Content starts
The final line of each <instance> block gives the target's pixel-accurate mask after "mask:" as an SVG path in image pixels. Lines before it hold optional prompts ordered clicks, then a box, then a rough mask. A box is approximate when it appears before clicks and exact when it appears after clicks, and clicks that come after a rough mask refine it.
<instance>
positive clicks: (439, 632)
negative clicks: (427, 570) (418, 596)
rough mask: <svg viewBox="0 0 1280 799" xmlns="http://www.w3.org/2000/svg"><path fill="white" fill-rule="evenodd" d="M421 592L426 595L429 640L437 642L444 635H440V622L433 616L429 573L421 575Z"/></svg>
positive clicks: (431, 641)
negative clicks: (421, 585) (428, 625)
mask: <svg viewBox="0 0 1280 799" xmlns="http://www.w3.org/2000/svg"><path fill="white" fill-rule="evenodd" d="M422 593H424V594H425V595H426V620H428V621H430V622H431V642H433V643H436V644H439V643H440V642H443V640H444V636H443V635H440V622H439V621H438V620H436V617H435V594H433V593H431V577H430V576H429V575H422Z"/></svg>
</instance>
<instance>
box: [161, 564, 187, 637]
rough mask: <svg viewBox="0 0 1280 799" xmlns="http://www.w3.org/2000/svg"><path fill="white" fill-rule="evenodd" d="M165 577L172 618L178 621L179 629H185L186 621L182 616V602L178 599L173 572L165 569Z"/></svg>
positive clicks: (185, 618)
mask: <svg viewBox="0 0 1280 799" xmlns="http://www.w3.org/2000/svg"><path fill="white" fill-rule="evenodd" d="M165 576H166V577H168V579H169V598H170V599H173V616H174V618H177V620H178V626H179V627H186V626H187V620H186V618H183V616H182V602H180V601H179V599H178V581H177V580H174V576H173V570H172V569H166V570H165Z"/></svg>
Content ends
* [YOUR TASK]:
Give back each entry exactly as it was written.

* [EXPECTED ANSWER]:
The final line of each <instance> block gives the target's pixel-accurate mask after "mask:" as an SVG path in image pixels. Lines before it hold optional prompts ordered clicks, then a box, then a rough mask. A box is approximate when it appears before clicks and exact when it appears after clicks, and clicks that come after a rough mask refine it.
<instance>
positive clicks: (439, 632)
negative clicks: (427, 570) (418, 596)
rough mask: <svg viewBox="0 0 1280 799" xmlns="http://www.w3.org/2000/svg"><path fill="white" fill-rule="evenodd" d="M421 592L426 595L429 640L437 642L444 635H440V622L433 616L429 573L421 575Z"/></svg>
positive clicks: (431, 641)
negative clicks: (421, 585) (428, 625)
mask: <svg viewBox="0 0 1280 799" xmlns="http://www.w3.org/2000/svg"><path fill="white" fill-rule="evenodd" d="M422 593H424V594H425V595H426V620H428V621H430V622H431V642H433V643H436V644H439V643H440V642H443V640H444V636H443V635H440V622H439V621H438V620H436V617H435V594H433V593H431V577H430V576H429V575H422Z"/></svg>
</instance>
<instance>
box: [161, 564, 187, 637]
rough mask: <svg viewBox="0 0 1280 799" xmlns="http://www.w3.org/2000/svg"><path fill="white" fill-rule="evenodd" d="M165 577L172 618L178 621L179 629H185L186 621L182 616V602L178 599L173 572L165 569Z"/></svg>
positive clicks: (185, 618)
mask: <svg viewBox="0 0 1280 799" xmlns="http://www.w3.org/2000/svg"><path fill="white" fill-rule="evenodd" d="M165 576H166V577H168V579H169V598H170V599H173V616H174V618H177V620H178V626H179V627H186V626H187V620H186V618H183V616H182V602H180V601H179V599H178V581H177V580H174V576H173V570H172V569H166V570H165Z"/></svg>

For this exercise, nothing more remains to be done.